Crolla l’economia. La politica è completamente allo sbando. Ma non va assolutamente meglio se si guarda il sistema cultura. Qui, anzi, i dati si fanno ancora più drammatici. Uno degli indicatori principali per giudicare la qualità della vita di un Paese è quello relativo al numero di laureati e di nuove immatricolazioni all’Università. Se a cavallo tra gli anni ’90, grazie anche al bluff dei corsi triennali, le iscrizioni erano cresciute drasticamente, ora sono calate a picco. La tendenza non è nemmeno recente, ma si tratta di un trend che ormai va avanti da almeno un quinquennio e che, di questo passo, andrà avanti.
I dati, dunque: nel 1989 si erano iscritte negli atenei italiani 276mila persone. Poche, se rapportate a quanto succedeva nel resto dell’Europa. Nel 2012, cioè 23 anni dopo, le cose sono andate clamorosamente peggio: gli immatricolati sono stati appena 267mila (fonte: Ci.ne.ca). Il dato diventa ancora più angosciante se si pensa che i nuovi iscritti sono calati di ben 70mila unità negli ultimi 9 anni.

──────────

Cosa farai:
1. Elenca tutte le cifre espresse in "mila" che compaiono nel testo sulle immatricolazioni.
2. Quale fonte indica il testo sulle immatricolazioni per il numero di immatricolati del 2012?
3. Per favore, estrai dal testo sulle immatricolazioni il passo che parte dalle parole "Crolla l’economia. La" e si ferma dopo le parole "passo, andrà avanti.".
Basati soltanto sul testo sulle immatricolazioni.

Materiale fornito:
──────────

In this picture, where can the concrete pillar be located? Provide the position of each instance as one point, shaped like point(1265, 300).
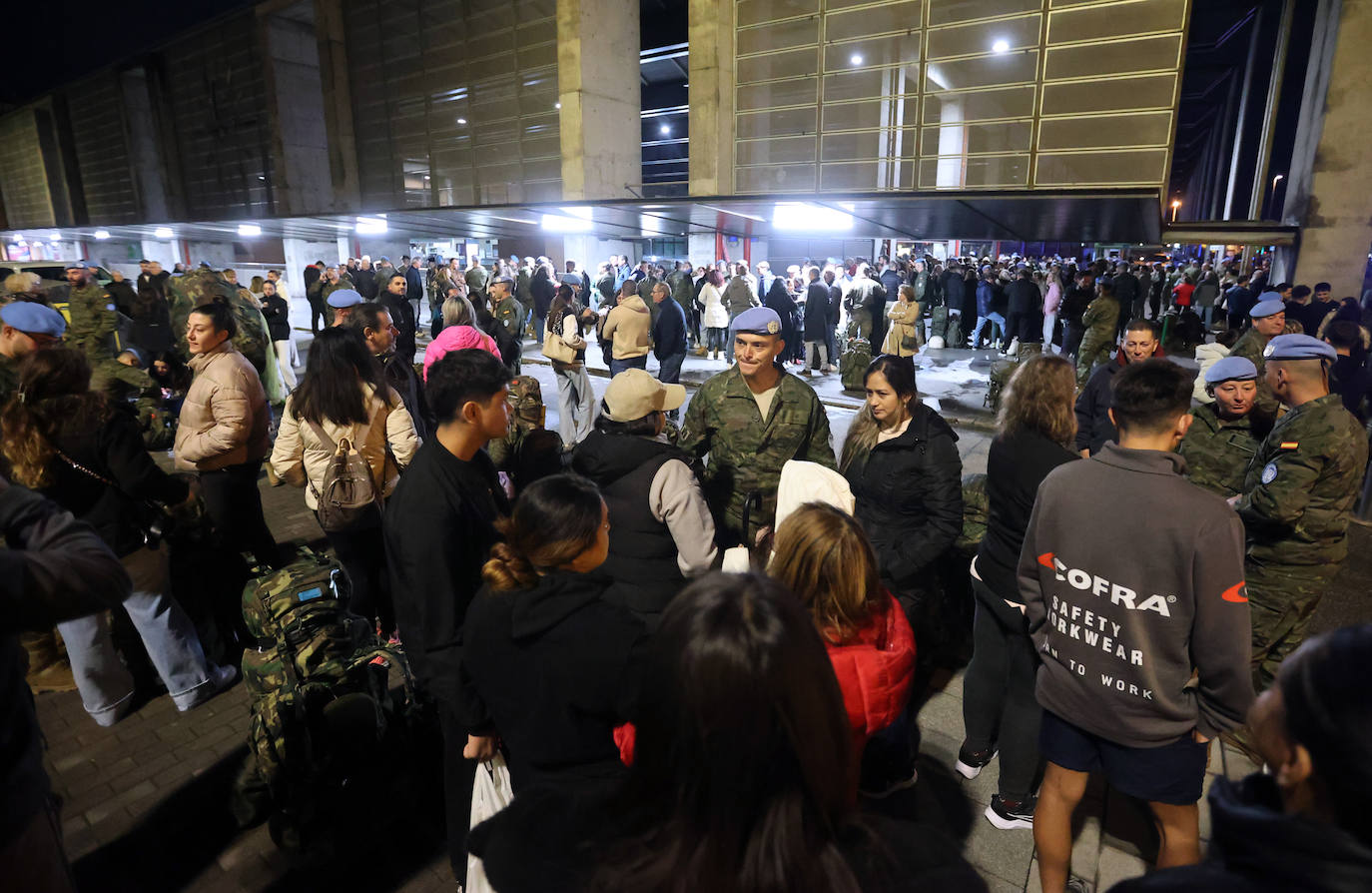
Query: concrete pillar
point(1336, 231)
point(711, 99)
point(598, 88)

──────────

Soluzioni per compito:
1. 276mila, 267mila, 70mila

2. Ci.ne.ca

3.
Crolla l’economia. La politica è completamente allo sbando. Ma non va assolutamente meglio se si guarda il sistema cultura. Qui, anzi, i dati si fanno ancora più drammatici. Uno degli indicatori principali per giudicare la qualità della vita di un Paese è quello relativo al numero di laureati e di nuove immatricolazioni all’Università. Se a cavallo tra gli anni ’90, grazie anche al bluff dei corsi triennali, le iscrizioni erano cresciute drasticamente, ora sono calate a picco. La tendenza non è nemmeno recente, ma si tratta di un trend che ormai va avanti da almeno un quinquennio e che, di questo passo, andrà avanti.